Referring expression pointing data
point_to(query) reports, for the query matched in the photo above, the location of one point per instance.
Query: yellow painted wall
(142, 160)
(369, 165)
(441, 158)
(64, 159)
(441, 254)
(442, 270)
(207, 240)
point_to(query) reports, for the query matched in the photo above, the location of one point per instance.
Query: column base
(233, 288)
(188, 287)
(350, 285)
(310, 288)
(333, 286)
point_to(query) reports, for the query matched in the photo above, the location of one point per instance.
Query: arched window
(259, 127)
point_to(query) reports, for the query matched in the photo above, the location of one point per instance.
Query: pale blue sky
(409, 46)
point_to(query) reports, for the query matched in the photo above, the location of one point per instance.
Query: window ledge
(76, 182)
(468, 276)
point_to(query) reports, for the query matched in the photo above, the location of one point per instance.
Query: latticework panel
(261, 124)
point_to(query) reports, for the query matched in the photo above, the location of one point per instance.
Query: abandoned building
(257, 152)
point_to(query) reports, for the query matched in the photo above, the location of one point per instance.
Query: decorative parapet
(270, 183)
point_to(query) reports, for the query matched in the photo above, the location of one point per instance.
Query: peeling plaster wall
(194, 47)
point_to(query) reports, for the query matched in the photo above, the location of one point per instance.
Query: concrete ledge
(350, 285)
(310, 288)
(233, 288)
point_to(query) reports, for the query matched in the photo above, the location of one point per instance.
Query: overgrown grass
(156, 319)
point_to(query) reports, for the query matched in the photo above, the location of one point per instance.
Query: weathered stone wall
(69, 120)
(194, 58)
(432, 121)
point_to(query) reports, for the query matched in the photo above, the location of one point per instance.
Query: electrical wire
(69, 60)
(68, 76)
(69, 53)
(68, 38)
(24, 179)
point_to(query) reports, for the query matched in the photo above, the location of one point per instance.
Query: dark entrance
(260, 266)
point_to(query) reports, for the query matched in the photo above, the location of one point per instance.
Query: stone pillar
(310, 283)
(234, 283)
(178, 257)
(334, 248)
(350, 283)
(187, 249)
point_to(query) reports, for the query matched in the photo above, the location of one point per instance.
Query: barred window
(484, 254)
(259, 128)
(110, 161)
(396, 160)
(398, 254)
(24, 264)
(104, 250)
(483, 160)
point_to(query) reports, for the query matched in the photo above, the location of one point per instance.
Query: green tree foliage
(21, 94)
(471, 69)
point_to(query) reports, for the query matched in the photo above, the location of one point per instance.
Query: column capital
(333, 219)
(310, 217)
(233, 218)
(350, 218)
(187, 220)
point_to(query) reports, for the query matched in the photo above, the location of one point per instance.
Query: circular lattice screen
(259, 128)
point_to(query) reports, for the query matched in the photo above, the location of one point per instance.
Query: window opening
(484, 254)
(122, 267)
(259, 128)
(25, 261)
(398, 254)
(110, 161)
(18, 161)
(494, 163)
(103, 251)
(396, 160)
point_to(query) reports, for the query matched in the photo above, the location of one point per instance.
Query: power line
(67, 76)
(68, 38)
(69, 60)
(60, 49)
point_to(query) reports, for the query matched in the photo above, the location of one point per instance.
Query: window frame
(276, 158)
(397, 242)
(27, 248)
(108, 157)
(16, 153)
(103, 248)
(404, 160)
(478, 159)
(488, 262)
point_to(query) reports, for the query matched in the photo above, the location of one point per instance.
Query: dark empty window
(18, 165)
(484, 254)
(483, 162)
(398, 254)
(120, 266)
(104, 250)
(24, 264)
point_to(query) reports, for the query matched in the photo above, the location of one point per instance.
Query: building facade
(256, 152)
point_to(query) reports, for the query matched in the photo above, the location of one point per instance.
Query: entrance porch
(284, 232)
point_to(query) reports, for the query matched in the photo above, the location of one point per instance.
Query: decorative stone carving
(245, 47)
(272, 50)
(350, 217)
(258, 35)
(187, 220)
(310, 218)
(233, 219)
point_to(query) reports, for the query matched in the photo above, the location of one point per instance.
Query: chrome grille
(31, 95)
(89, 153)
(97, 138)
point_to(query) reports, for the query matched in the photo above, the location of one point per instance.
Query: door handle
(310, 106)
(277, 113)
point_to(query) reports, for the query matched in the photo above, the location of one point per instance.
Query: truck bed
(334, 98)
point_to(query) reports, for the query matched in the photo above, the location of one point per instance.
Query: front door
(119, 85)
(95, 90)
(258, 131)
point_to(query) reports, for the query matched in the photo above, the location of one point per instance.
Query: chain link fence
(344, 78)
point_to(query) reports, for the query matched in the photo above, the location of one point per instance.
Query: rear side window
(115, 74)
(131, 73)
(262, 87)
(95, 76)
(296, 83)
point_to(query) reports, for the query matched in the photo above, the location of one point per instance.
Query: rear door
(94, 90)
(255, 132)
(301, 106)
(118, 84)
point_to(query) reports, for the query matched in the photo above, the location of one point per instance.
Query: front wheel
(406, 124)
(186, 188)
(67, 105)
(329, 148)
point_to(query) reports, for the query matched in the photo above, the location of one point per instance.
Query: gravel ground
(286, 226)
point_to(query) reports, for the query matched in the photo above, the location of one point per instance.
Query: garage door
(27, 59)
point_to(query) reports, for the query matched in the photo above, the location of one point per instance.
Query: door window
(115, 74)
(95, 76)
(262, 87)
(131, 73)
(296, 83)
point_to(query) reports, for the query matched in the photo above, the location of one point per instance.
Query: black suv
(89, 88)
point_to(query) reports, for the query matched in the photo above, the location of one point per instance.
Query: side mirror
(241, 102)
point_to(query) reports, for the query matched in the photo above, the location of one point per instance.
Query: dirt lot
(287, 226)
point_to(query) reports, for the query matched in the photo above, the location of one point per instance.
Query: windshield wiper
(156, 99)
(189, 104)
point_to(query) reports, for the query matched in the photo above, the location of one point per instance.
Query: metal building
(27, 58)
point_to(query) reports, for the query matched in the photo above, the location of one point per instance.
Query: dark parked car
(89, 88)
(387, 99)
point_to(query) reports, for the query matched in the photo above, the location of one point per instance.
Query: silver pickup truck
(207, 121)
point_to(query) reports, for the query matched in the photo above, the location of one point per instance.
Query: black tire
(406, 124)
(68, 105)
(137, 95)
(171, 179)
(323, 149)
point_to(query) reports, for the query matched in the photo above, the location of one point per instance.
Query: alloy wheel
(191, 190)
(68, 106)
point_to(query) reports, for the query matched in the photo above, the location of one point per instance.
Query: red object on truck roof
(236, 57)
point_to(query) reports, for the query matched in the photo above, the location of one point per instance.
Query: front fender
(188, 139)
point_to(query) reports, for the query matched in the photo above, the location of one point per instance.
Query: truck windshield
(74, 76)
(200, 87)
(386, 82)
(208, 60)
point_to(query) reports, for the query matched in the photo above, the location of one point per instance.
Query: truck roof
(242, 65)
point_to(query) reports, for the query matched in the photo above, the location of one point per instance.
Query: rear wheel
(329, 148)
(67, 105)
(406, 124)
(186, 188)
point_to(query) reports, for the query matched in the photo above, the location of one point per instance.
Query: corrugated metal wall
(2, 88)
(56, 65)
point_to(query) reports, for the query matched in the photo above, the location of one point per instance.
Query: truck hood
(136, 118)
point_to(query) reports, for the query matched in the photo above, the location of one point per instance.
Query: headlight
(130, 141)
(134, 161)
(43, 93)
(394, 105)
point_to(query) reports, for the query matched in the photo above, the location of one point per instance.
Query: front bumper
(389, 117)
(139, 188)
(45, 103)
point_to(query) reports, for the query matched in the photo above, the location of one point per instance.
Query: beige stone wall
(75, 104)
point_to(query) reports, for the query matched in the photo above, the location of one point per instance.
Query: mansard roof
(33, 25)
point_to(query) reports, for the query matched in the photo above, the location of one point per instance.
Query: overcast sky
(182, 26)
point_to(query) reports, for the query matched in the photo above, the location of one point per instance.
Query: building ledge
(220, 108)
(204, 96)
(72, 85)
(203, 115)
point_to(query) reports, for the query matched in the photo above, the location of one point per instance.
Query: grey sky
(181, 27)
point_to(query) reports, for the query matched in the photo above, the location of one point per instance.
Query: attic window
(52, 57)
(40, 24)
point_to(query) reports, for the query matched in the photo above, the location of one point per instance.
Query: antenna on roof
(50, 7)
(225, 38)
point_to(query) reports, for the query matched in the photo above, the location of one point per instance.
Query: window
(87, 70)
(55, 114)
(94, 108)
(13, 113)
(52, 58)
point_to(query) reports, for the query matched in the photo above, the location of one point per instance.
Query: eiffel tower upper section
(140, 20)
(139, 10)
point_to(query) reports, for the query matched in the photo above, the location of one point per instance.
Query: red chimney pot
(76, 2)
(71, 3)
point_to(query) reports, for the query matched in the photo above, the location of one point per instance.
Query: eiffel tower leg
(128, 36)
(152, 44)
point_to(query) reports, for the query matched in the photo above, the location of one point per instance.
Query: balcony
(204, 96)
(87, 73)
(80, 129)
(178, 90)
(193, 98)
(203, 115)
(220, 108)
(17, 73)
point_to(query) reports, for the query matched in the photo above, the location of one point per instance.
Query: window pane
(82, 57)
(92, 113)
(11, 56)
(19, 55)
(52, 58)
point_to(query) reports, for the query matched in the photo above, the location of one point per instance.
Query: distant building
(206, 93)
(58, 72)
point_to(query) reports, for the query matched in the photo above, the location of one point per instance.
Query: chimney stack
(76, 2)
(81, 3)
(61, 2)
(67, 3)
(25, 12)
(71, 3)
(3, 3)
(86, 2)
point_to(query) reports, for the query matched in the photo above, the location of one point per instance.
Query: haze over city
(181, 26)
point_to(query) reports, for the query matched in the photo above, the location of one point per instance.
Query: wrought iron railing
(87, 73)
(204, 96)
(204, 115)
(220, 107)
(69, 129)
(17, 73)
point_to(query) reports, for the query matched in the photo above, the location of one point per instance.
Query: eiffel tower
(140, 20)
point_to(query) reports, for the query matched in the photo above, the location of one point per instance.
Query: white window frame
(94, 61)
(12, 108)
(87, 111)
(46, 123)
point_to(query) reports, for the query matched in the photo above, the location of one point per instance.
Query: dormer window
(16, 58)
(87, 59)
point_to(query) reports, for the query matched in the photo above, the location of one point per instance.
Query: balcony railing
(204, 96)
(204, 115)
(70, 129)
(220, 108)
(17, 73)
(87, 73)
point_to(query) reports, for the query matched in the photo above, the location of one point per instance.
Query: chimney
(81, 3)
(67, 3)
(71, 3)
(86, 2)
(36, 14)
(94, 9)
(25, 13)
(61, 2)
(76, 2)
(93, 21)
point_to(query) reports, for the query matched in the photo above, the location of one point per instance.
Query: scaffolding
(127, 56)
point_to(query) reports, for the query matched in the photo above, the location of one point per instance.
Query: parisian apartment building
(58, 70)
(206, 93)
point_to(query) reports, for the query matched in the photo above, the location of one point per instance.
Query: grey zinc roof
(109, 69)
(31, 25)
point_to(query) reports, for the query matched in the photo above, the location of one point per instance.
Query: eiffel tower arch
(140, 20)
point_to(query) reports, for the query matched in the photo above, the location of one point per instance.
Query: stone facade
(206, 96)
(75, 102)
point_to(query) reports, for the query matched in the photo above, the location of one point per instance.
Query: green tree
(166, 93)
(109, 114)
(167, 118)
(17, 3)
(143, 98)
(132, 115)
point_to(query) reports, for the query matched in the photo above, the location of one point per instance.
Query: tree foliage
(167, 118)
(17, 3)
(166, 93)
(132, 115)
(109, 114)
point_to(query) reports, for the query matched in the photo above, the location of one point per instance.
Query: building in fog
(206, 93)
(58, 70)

▸ **What you are asked to do**
Copy out exactly the lines between the line with "Query: grey zinc roof" and the last line of the entries, counting both of those lines.

▸ **Exercise response**
Query: grey zinc roof
(109, 69)
(31, 25)
point_to(query) reports, for the query matched in the photo above, the location of one point per instance.
Query: eiffel tower arch
(140, 20)
point_to(query) reports, for the query matched in the photo above, the location of one point per instance.
Query: stone facade
(206, 96)
(75, 102)
point_to(query) reports, for the query matched in the photo above, the location of one point per instance.
Query: green tree
(166, 93)
(109, 114)
(167, 118)
(17, 3)
(143, 98)
(132, 115)
point_to(query) reports, for the query matched in the photo above, the location of one point per instance.
Query: tree foliage
(167, 118)
(17, 3)
(166, 93)
(132, 115)
(109, 114)
point_to(query) reports, for the query matched in the photo above, the location of one point per instance.
Query: building in fog
(206, 93)
(58, 70)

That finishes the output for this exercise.